### EXERCISE AIM
Check the following statements against the min-heap pseudocode and its explanation. Answer yes or no for each, and quote the words from the text that decide it: 1. The sellers are arranged in a max-heap according to their costs. 2. Each element of the array x begins at 0. 3. The optimization skips array indices that have already been filled.

### TEXT BLOCK
☆ ☆ ☆
Following is the pseudocode to solve this problem:

Construct a MIN-HEAP of the sellers based on their costs c.

Construct another array x[1...n] with its each element set to 0 initially.

Do the following initializations:
 count=0

while(count < n)
{
 S = EXTRACT_MIN(Heap)
 if(count==0)
 {            
  for(j=S.L to S.R)
  {
   leastCost[j]=S.c
   ++count
   x[j]=S.R
  } 
 }
 else
 {
  for(j=S.L;j<=S.R;++j)
  {
   if(x[j]!=0)
   {
    i=x[j] and continue;
   }
   else 
   {
    leastCost[j]=S.c
    ++count
    x[j]=S.R
   }
  }
 }
}

Explanation

The best optimization that we can achieve in this problem is that we skip all those array indices that are already filled because they already have least cost.
☆ ☆ ☆
### DATASET EXTRACT
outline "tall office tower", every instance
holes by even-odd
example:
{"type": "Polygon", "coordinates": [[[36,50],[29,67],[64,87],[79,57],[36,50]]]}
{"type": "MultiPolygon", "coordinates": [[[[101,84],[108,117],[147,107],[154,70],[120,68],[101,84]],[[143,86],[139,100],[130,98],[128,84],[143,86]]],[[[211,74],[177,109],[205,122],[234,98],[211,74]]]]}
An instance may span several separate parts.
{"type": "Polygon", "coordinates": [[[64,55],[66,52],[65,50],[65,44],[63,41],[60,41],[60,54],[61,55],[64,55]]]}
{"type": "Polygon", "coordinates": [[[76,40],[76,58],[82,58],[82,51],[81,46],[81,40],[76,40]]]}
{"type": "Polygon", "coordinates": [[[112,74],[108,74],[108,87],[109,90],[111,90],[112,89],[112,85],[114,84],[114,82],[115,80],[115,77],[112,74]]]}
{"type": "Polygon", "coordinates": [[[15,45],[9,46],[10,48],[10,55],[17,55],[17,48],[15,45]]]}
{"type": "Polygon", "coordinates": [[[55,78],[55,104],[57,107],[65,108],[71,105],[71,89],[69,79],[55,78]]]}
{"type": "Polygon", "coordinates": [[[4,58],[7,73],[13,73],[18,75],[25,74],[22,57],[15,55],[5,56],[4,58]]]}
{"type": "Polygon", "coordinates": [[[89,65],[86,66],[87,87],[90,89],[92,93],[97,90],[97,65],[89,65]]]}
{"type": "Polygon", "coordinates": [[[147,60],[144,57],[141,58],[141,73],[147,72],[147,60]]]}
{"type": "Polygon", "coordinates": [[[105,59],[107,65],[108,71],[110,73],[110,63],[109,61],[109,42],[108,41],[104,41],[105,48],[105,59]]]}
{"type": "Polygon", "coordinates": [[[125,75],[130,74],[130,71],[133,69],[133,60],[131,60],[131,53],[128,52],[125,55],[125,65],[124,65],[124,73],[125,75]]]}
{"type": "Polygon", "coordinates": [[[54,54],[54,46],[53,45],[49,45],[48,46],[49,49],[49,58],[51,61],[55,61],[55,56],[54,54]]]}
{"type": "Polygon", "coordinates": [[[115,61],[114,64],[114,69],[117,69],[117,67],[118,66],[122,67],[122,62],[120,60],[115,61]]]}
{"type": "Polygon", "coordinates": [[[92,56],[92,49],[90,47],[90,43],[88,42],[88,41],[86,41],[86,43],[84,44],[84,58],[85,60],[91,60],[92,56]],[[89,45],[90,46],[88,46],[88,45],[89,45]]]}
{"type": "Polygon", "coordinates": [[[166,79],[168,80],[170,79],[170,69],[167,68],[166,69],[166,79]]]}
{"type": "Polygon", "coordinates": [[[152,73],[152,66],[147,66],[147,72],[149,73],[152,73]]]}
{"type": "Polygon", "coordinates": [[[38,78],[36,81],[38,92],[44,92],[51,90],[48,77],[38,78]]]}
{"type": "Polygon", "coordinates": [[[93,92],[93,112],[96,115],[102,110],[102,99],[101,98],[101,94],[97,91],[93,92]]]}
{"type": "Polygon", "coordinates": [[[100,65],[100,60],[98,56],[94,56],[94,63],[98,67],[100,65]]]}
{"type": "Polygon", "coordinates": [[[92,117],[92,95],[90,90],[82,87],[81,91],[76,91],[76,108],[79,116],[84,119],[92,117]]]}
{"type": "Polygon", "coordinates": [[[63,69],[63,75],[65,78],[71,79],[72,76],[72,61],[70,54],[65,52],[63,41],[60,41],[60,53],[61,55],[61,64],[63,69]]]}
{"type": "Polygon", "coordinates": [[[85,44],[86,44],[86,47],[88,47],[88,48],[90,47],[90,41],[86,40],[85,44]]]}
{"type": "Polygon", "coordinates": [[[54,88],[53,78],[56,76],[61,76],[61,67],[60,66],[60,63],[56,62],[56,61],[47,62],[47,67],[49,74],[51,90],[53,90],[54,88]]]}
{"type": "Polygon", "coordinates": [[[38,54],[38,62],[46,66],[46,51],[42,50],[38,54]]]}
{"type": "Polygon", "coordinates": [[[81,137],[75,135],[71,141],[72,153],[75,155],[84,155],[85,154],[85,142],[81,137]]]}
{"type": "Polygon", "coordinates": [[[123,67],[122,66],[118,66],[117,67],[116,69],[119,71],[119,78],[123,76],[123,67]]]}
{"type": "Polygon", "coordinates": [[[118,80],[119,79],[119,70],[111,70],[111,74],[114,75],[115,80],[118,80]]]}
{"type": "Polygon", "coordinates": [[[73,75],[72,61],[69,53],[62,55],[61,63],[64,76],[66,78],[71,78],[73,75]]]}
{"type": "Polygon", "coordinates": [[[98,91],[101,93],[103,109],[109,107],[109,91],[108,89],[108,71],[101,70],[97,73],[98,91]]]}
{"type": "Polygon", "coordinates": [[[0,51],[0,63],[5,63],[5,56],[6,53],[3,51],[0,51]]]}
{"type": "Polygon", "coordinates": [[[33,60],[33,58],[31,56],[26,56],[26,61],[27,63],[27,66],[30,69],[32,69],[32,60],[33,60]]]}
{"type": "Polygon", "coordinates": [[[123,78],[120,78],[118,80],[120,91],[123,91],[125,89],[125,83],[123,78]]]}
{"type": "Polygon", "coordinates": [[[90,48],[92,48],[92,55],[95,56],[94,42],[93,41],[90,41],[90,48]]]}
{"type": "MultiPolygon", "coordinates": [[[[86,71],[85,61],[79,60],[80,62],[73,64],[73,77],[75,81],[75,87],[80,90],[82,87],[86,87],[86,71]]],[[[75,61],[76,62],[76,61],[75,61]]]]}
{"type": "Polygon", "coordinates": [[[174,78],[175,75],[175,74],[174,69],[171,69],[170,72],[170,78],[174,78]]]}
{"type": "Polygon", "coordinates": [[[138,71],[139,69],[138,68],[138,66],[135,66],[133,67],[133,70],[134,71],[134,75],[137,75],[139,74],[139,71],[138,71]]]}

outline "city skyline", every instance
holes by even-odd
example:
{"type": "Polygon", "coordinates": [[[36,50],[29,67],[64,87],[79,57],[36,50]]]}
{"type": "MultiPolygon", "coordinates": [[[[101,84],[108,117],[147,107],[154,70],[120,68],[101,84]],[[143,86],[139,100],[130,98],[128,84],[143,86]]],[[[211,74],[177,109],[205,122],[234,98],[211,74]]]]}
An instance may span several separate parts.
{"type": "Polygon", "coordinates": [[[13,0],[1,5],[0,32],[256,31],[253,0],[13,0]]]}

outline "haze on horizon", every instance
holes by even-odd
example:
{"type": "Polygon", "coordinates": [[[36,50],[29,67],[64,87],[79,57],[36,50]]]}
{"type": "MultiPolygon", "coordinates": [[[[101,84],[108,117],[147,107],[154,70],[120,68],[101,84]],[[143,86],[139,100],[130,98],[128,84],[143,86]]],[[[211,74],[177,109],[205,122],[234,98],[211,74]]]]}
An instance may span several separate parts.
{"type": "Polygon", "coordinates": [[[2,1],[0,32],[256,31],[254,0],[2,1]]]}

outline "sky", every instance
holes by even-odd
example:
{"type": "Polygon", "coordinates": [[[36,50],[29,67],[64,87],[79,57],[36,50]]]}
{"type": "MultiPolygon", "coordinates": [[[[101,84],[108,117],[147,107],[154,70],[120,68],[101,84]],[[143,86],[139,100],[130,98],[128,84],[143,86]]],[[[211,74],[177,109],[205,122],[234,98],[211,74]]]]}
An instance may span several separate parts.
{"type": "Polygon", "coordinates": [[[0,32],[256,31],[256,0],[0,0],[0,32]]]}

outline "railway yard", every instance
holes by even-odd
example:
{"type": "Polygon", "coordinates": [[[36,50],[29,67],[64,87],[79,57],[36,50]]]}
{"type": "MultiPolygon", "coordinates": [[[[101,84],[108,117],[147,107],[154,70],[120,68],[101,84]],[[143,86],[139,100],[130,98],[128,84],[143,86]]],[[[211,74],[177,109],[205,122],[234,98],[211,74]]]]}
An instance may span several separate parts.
☆ ☆ ☆
### EXERCISE RESPONSE
1. No: "Construct a MIN-HEAP of the sellers based on their costs c."
2. Yes: "Construct another array x[1...n] with its each element set to 0 initially."
3. Yes: "we skip all those array indices that are already filled because they already have least cost."